*Sua tarefa:*
Reproduza sem alterações o trecho do texto sobre educação a distância que começa nas palavras "O resultado preocupa, uma" e termina logo após "24,6 da presencial.".

*Texto fornecido:*
○ ○ ○ ○ ○ ○ ○

O crescimento acelerado da
educação a distância (EAD) tem contribuído para o encolhimento do ensino
presencial no Brasil, o que pode mudar em pouco tempo o cenário da formação
superior no país. Em um ano, quase 120 mil alunos migraram de uma modalidade
para a outra.
O número consta de estudo feito pelo Semesp (entidade das mantenedoras de
ensino superior) com base nos microdados do Censo da Educação Superior feito
pelo Inep (instituto ligado ao MEC).
Vista com desconfiança por parte dos conselhos profissionais do país, a
EAD registra índices de evasão elevados, ao mesmo tempo em que tem demonstrado
maior capacidade de atrair alunos.
A transferência de estudantes para a modalidade tem tido impacto
especialmente sobre os cursos noturnos.
Há cinco anos, eles eram o destino de mais da metade dos ingressantes no
ensino superior privado. Em 2018, a proporção se inverteu pela primeira vez, e
a parcela de alunos que entra em faculdade particular via EAD pela primeira vez
superou a do ensino presencial noturno — 45,7% contra 36,7%. Nos diurnos, também
houve queda, de 20,8%, em 2013, para 17,6% em 2018.
Ao comparar os censos de 2016 e 2017, o Semesp constatou que parte dessa
mudança se deveu à migração de alunos: 119.811 mudaram do presencial para a
EAD.
O salto na educação a distância tem contribuído para o ensino superior
brasileiro estar apenas estagnado, em vez de em declínio. De 2017 a 2018, as
matrículas na modalidade presencial, responsável por três quartos do total,
caíram 2,1%, e as de EAD aumentaram 17%. Com isso, o sistema como um todo
cresceu 1,9%.
O resultado preocupa, uma vez que a proporção de jovens de 18 a 24 anos na
universidade no país, em 18%, está distante da meta do Plano Nacional de
Educação de chegar a 33% em 2024, o que aproximaria o Brasil de países
desenvolvidos.
Como a EAD tende a atrair alunos mais velhos, pode ser um erro apostar
nela para aumentar essa taxa, mesmo com as mensalidades menores, afirma Rodrigo
Capelato, diretor-executivo do Semesp. A média de idade da modalidade é de 31
anos, contra 24,6 da presencial.

○ ○ ○ ○ ○ ○ ○

*Dados brutos:*
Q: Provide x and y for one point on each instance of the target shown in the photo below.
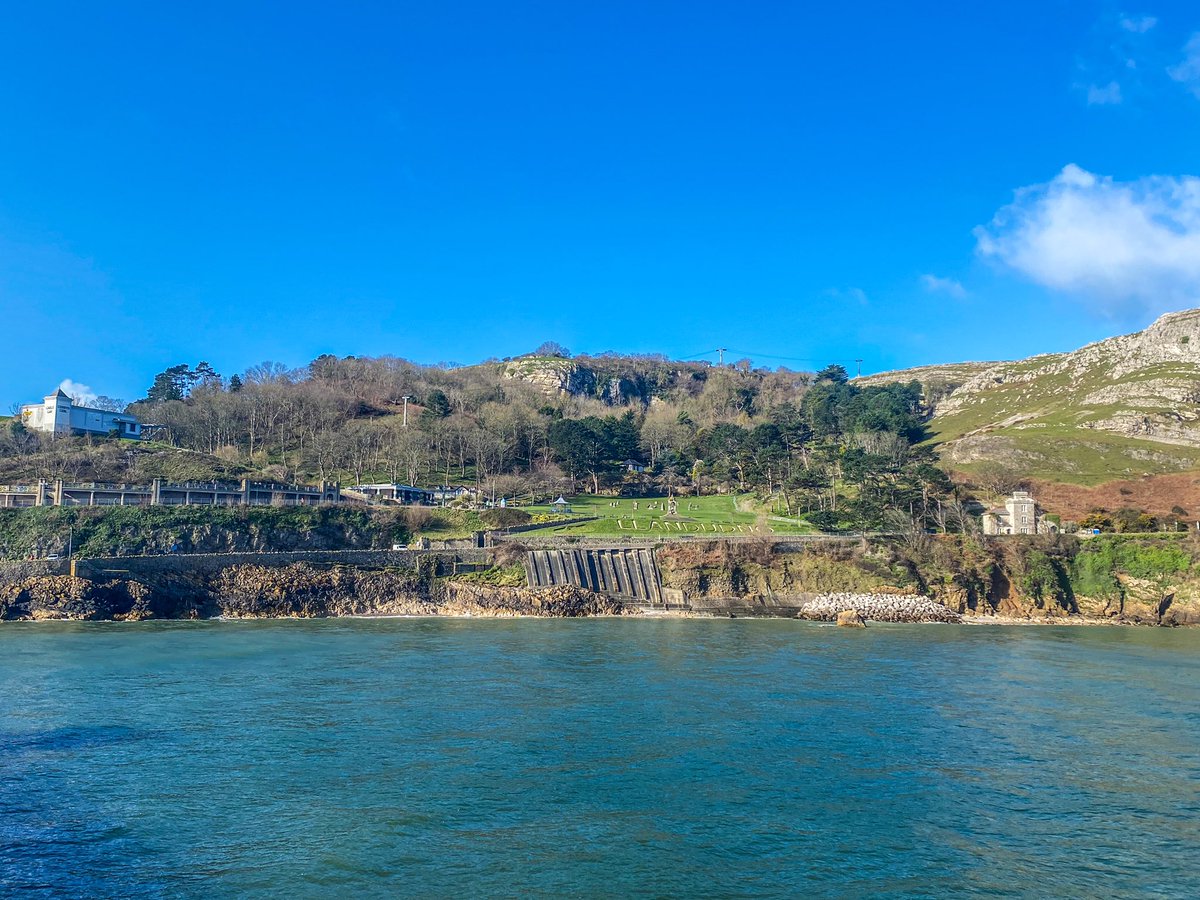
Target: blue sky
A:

○ ○ ○ ○ ○ ○ ○

*Resposta comentada:*
O resultado preocupa, uma vez que a proporção de jovens de 18 a 24 anos na
universidade no país, em 18%, está distante da meta do Plano Nacional de
Educação de chegar a 33% em 2024, o que aproximaria o Brasil de países
desenvolvidos.
Como a EAD tende a atrair alunos mais velhos, pode ser um erro apostar
nela para aumentar essa taxa, mesmo com as mensalidades menores, afirma Rodrigo
Capelato, diretor-executivo do Semesp. A média de idade da modalidade é de 31
anos, contra 24,6 da presencial.